*Your instructions*: Nothing except the pictures should be left out when you reproduce the listing exactly.

◆ ◆ ◆ ◆

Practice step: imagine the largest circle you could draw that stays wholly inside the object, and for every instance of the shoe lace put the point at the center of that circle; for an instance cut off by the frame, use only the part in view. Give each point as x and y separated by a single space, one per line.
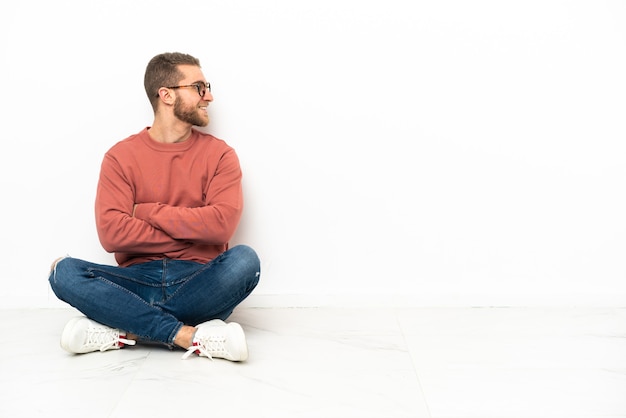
106 338
207 346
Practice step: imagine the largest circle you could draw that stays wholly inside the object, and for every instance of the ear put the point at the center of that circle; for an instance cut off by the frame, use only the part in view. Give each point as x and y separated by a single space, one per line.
166 95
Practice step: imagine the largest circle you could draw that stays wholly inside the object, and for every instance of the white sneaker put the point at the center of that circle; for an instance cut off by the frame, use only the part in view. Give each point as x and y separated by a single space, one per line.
83 335
218 339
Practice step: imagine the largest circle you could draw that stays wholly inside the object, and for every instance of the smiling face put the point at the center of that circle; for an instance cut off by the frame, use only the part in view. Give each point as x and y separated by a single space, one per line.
189 106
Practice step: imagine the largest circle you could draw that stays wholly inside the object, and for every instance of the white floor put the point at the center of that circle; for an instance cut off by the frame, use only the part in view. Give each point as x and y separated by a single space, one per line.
322 362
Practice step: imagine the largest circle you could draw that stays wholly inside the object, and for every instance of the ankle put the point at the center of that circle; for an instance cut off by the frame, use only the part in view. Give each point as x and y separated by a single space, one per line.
184 336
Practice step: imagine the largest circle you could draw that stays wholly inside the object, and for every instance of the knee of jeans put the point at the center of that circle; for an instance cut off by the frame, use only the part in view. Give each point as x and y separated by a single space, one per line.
54 266
247 255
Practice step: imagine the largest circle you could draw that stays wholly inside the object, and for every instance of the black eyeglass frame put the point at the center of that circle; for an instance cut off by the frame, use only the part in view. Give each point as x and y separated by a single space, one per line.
200 87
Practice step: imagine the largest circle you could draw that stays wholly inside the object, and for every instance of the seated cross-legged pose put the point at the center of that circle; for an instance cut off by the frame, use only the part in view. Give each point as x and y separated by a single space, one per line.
168 201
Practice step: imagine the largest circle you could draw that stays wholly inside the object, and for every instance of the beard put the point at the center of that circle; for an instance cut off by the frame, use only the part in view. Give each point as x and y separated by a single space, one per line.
189 114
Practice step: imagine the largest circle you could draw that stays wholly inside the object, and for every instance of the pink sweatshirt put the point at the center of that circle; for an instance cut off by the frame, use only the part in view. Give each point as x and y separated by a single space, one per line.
188 197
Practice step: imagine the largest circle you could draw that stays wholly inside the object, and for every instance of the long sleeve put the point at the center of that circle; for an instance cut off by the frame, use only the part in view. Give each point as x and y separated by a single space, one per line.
181 201
214 222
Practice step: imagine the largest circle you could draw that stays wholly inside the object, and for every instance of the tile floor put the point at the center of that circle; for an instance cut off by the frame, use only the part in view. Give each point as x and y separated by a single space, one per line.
328 362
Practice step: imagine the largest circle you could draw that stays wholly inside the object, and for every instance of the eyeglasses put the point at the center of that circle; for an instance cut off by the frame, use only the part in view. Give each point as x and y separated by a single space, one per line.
200 87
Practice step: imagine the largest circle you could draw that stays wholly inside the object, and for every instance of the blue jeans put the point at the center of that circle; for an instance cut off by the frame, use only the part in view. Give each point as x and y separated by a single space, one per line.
153 300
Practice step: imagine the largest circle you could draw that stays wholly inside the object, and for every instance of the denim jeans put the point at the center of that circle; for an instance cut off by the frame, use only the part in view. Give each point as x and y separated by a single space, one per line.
153 300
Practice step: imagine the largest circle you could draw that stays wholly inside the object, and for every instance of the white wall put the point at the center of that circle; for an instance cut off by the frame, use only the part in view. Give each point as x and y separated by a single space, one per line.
433 153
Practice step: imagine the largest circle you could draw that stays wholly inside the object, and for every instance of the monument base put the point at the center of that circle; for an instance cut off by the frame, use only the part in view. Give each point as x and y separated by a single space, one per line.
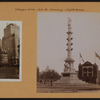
70 79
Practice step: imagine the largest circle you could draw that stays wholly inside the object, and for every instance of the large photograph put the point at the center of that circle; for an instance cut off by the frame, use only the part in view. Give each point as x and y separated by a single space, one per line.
10 50
68 52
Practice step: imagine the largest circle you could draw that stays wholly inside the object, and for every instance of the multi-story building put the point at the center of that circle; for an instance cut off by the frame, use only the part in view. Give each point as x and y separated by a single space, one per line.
88 72
3 58
10 42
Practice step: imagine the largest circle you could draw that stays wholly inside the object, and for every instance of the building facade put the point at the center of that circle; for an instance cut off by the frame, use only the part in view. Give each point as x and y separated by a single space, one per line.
88 72
3 58
10 42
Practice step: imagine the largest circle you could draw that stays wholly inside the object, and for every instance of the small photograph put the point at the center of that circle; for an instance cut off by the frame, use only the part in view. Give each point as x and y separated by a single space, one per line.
10 49
68 52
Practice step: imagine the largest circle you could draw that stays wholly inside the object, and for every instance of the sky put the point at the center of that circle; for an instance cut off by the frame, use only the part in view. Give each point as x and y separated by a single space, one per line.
3 25
51 38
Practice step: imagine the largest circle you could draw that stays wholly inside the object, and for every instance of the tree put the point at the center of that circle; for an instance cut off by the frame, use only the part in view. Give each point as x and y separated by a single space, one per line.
46 76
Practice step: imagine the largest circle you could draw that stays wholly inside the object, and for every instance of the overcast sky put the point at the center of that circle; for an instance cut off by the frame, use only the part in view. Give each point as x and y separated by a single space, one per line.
3 25
51 38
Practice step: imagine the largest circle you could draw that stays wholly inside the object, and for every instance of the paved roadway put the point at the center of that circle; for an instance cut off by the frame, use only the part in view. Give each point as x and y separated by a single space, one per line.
62 90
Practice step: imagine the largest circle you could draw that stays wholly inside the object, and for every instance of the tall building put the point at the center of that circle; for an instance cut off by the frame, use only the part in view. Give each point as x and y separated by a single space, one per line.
10 42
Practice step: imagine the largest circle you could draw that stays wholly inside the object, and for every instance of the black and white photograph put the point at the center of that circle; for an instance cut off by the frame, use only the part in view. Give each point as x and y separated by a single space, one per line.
68 52
10 50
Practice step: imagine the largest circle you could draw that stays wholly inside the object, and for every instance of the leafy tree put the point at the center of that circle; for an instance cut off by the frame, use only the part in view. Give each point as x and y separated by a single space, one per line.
48 75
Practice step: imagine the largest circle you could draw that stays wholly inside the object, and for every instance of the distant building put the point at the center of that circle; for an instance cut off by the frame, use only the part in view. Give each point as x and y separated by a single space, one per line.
0 44
47 69
37 74
3 58
10 42
88 72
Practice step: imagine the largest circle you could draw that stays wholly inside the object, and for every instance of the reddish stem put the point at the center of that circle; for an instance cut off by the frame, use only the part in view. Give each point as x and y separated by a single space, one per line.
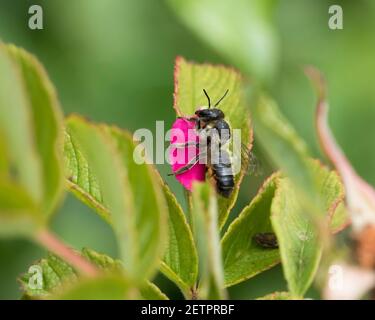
48 240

◆ ◆ ◆ ◆

*Completed exercise*:
Practice step: imagine the largest circle you could draw that stays wholly inside the object, and for every instance of the shoe lace put the point at the center of that circle; for an instance cut off by the frame, use only the part in view. Give each point as x and y separated by a single space, one per line.
106 338
207 346
Practice step: imagine the largest circle you could draw that stays wholly inside the object, and for every instance of the ear put the point at the center of that circle; for an instance cut off by the frame, use only the part in view. Give each point as x and y separated by a single space, one per line.
166 95
Practice step: imagine the largest circle you could draw that stays wholly inside the object, and for every instance of the white sneaker put the point at the center of that circle; for an instance cut off by the frame, use only the part in view. Give each point as x and y separated by a single space, one per line.
83 335
218 339
Practice step: imagine the largest circle you could draw that stays wholly inside the object, and for every instance of the smiling face put the point at the center of that circle; for an instance cut off by the frame, use only the part in view. Give each point as x and y separated by a single space, one per line.
189 106
Practice step: imagine the largest circle you could draw that stays wholly inside the object, and for every instance of the white floor put the point at the center of that circle; for an instance cut off by the frame, use only the part in view. Give each point as x and y separated by a single space, one per line.
322 362
Practice step: imagine the largest circle you could draw that stays wholly inside the object, and for every instance of the ankle put the point at the center of that circle; for an instance cut off by the frame, use only the part in view. Give each point as x and y separated by a single space, one per line.
184 336
Practice step: imagine the largest circle you could draw that stays wholly inside the object, and for every instance of the knee of jeans put the point at the center of that circle; for an instance cut off by the frame, use only the part in view. Give each point as x and y separated by a single space, one per line.
54 266
247 255
Practice step: imagine the largest circle you could draw that stays wholly inside the object, and for every instance of the black eyeglass frame put the point at the center of that circle; for an instance cut off by the frame, use only the part in view. Give each point as x and y separated by a single space, one per line.
200 87
Practice step: imagine the largest circle you could draw that stays wholly inside the object, and for every instance of the seated cross-legged pose put the point at the center of that circle; for an instance cut off by the frame, use only the part in view. Give each point as x and y separated by a single space, one per line.
168 201
Practice step: imagine the largest circle you could draw that stays wholly inside the object, and for every instance of the beard put the point at the center of that circle; for an instance cut off by the frame, use only the part in view. Give each point as x and y separated by a single space, one per line.
189 114
Practice step: imagine the largest circle you could draw that stays wholly inside the object, and for every instance of the pink sweatshirt put the point at the center of that circle; for an instance cut off by the frame, use only the part in view. Give each point as x and y separated by a single space, one per line.
188 197
Practice step: imagine the largest circle you could draw that stays wholly inside the object, and for every instance of the long sleeve put the point at the center of that circle; for an instance cut off by the frame, use only the part in view. Give each point as x and y separated by a single space, one per line.
181 201
214 222
Practice step: imagine the largest circle you could draw that stays wholly inside the object, and for every instance of the tile floor put the point at the center of that circle; for an instance cut off by the frame, use only the part in view. Give each point as x and y separated by a single space, one per line.
328 362
Practice step: imagine the largest circle you could draw that stays wholly inside the object, and for every instance of the eyeglasses put the point at the center of that circle; for an instance cut off by the frame, use only the part in view. Give each point as x and y separated by a single space, one per line.
200 87
Practice step: imagine the largest circle you could draw that stays wholly inside the object, and for every instance of the blue jeans put the point at the center of that circle; for an instance cut off by the frame, use only the part in view. Give each point as x and y separated by a single space, one per line.
153 300
Practice step: imagine the largest circle you could draw that stays wholly inside the object, and for every instance of the denim jeans put the point at the center of that circle; for an instance cut off by the frame, use only the part in view. Give each point as x and y separated by a single space, one per line.
153 300
Practice step: imagine the largest circle you could draw that stays wholly inside the object, and for every instance of the white wall put the point at the center of that circle; for an instance cut off by the frame, use only the part in view. Give each point as x and y separated by a single space, one per line.
433 153
Practice step: imagine the largest circle you could draw that stays wholly inside the object, and for every instance of the monument base put the point at the center of that circle; for an instance cut off by the frame, use only the part in view. Give each point as x and y separated by a single space, one per line.
70 79
Practice step: imagine the largest circle you could draw that stays wholly inside the object, and for every instance of the large photograph put the point at the center of that circle; for an instance cut off by the frame, use only the part in view. Give each point as x and y separated by a single space, one per line.
10 50
68 52
Practice step: imagine the largest circle you could draw that stays wholly inside the object, and for every instance of the multi-story building put the point at the center of that circle; for an instance cut off by the frame, use only the part in view. Give each point as x and y separated by a single space, one per line.
88 72
3 58
10 42
Practice step: imagine the largest circle you could draw that stays wholly inside the object, and for every instance of the building facade put the point at the center of that circle; for an instance cut off by the frame, use only the part in view. Give each point as x and y separated by a single space, one per line.
88 72
3 58
10 42
Practice step: imagine the largest circle you could draw that stays wholly inside the object, and for every instance of the small photograph put the point at the center of that circle; for an instance cut off by the frame, use only the part in view. Give each point as x and y separated by a single space, one per line.
10 49
68 52
Practice step: imagine the largest circle you could draw that stays wholly inside the object, and for every instance of the sky put the point at the center of that circle; for an instance cut off by the frame, use only the part in view. Give each point as x and y separated by a single space, one per line.
3 25
51 38
Practice step: imagine the largest circle you could draw that stays wholly inside the object, and for every instance of the tree put the point at the center of that circle; for an instance cut off by the frame, use only the part in view. Give each point as x and y separated by a single space, one per line.
46 76
Practice step: imagine the largest circle you could draw that stays wholly inside the object, and for every instance of the overcast sky put the point at the center of that circle; for an instance cut off by the frame, use only the part in view. Give each point as x and y separated by a single space, one per line.
3 25
51 38
Practice step: imagine the largest circle you could draw that stays wholly inside the object, and for every instance of the paved roadway put the point at the center of that circle; for an instance cut off by the frame, use only the part in view. Give each point as x and y separated by a single space, one per line.
62 90
Practice step: imagine the largest circle you could draw that stays wholly inside the object, and for every instance of the tall building put the point at the center of that circle; for an instance cut off by the frame, use only the part in view. Give each point as x and y separated by a single space, one per line.
10 42
Practice step: imagine the largest circle you could draw that stays wholly inside the object, and for every instance of the black and white photograph put the point at the center of that circle; for an instance cut off by the frame, use only the part in view. Give each point as x and y separated by a single space, one per line.
68 52
10 50
Practice step: imagine the largest circle you could draw that stays wholly inside the object, and for every instance of the leafy tree put the point at the center of that circle; for an instance cut off by the frame, use only the part in view. Give each point as x and y separated by a single space, one per line.
48 75
Practice step: imagine the largest circle you could draw that stays wholly inside the object, and for every instance of the distant building put the point at the center of that circle; for an instance cut off by the frame, use only the part in view. Give each point as x and y separated by a single space, one per line.
0 44
47 69
37 74
3 58
10 42
88 72
Practice step: imagine the largest circle you could draw that stays wholly inside the object, and for every instance of the reddish stem put the point at the center of that circle; for an instance cut off by the frame, use only the part in view. Give each point as x and y separated by a single space, one per line.
48 240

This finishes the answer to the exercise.